» **Brano da leggere**

"""

A questo punto la sconfitta dell’opposizione divenne cosa certa e alcuni capi della fazione del Poggio (in primis Luca Pitti) cercarono il perdono di Piero de’ Medici. Non così si comportò Soderini, che si ritirò in una sua casa di campagna ad aspettare il chiarirsi della situazione. La Signoria, entrata in carica il 1° settembre 1466, convocò il giorno successivo il Parlamento da cui fece ratificare l’istituzione di una Balìa dotata di pieni poteri, che non tardò a scardinare le poche riforme fatte approvare dagli antimedicei e a decretare pene severe verso questi ultimi. L’11 settembre 1466 tutti i membri della fazione del Poggio, a eccezione di Luca Pitti, furono riconosciuti colpevoli di tradimento e condannati al confino per venti anni. A Soderini, insieme con il figlio illegittimo Geri, fu assegnata la Provenza. A Firenze rimasero invece i due figli legittimi Bernardo e Tommaso, che avrebbero dovuto raggiungere il padre al compimento della maggiore età.
Soderini non raggiunse mai la destinazione assegnata e si recò invece in Garfagnana, ove assoldò alcuni uomini armati, spostandosi poi fra la Lombardia e Venezia, al fine di progettare una spedizione contro Firenze. Sfumate tali speranze, nel 1468 prese stabile residenza a Ravenna, vivendo di un sussidio vitalizio di 100 ducati l’anno concessogli dalla Repubblica di Venezia. Nonostante le ristrettezze, riuscì a dare un’istruzione universitaria ai figli, che nel 1485 poterono tornare a Firenze.
Soderini, che nel 1468 aveva ricevuto la dignità cavalleresca dall’imperatore Federico III, morì a Ravenna ai primi di ottobre del 1472 e fu sepolto nella chiesa di S. Francesco, la stessa dove era stato sepolto anche Dante.

"""

» **Problema da risolvere**
Riporti il passo del brano compreso tra "Soderini, che nel" e "sepolto anche Dante.", estremi inclusi, sostituendo "dignità cavalleresca" con "onorificenza cavalleresca".

(Voci di dati archiviate)
"""

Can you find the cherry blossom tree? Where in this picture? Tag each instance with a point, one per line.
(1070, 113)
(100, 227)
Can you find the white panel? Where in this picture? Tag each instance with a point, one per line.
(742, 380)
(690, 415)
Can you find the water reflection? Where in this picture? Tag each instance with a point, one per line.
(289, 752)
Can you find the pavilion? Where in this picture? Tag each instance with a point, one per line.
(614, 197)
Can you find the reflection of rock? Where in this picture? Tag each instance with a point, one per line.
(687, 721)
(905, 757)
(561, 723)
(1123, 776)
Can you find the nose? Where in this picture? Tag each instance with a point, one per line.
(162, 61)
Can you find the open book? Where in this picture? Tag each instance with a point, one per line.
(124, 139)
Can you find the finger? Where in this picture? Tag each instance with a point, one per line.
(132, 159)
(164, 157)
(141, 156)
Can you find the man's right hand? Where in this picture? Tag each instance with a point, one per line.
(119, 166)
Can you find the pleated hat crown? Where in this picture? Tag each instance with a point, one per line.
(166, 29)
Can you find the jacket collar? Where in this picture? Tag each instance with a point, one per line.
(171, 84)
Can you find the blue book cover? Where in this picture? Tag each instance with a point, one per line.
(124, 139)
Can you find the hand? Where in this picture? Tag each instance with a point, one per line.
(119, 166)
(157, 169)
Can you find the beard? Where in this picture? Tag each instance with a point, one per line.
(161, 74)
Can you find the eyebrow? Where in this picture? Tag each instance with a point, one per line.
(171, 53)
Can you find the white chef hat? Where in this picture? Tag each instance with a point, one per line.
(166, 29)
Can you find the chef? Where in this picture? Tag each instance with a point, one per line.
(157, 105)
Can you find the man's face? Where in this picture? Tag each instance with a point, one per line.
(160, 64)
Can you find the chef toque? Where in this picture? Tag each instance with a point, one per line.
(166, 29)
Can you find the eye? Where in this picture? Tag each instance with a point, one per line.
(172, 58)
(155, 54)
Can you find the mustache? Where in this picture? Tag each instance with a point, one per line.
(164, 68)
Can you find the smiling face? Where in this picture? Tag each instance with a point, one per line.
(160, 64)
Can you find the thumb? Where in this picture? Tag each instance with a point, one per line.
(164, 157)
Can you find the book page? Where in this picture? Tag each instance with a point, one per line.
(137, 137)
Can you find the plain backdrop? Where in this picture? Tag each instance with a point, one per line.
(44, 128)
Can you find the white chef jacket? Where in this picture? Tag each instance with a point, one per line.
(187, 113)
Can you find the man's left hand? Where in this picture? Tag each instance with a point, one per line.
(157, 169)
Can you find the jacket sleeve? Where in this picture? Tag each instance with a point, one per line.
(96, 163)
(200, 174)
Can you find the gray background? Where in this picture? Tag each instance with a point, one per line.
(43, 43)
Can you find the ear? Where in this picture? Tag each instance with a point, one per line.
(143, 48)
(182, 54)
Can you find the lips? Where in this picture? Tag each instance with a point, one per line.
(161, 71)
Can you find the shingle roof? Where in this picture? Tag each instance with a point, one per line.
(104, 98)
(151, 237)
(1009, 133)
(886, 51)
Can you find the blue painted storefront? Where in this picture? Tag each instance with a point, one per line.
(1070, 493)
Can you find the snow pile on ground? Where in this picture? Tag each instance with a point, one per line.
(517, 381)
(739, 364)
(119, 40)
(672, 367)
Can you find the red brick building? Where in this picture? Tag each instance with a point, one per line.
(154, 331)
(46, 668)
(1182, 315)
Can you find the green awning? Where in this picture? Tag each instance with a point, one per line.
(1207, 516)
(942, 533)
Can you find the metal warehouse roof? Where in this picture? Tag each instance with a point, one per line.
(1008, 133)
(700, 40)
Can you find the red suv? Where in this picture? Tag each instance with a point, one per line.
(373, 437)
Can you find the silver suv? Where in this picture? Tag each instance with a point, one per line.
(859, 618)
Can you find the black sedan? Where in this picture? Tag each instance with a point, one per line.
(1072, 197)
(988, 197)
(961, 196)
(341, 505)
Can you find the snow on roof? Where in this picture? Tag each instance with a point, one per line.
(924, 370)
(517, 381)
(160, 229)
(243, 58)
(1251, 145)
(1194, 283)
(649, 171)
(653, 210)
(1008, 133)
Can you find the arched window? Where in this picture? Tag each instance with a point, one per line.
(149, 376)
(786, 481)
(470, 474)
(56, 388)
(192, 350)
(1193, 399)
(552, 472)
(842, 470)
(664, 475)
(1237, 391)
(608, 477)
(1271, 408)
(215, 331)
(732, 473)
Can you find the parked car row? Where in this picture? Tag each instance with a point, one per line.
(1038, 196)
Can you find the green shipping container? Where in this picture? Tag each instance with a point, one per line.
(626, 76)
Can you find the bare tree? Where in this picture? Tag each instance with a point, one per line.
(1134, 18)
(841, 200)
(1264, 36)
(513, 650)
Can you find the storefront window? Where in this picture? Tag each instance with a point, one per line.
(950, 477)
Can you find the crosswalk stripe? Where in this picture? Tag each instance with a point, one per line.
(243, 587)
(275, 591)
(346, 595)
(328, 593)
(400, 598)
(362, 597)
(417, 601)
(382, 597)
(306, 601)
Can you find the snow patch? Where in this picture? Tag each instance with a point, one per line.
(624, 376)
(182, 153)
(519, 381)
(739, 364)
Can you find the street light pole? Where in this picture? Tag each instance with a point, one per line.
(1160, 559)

"""

» **Soluzione del problema**
Soderini, che nel 1468 aveva ricevuto la onorificenza cavalleresca dall’imperatore Federico III, morì a Ravenna ai primi di ottobre del 1472 e fu sepolto nella chiesa di S. Francesco, la stessa dove era stato sepolto anche Dante.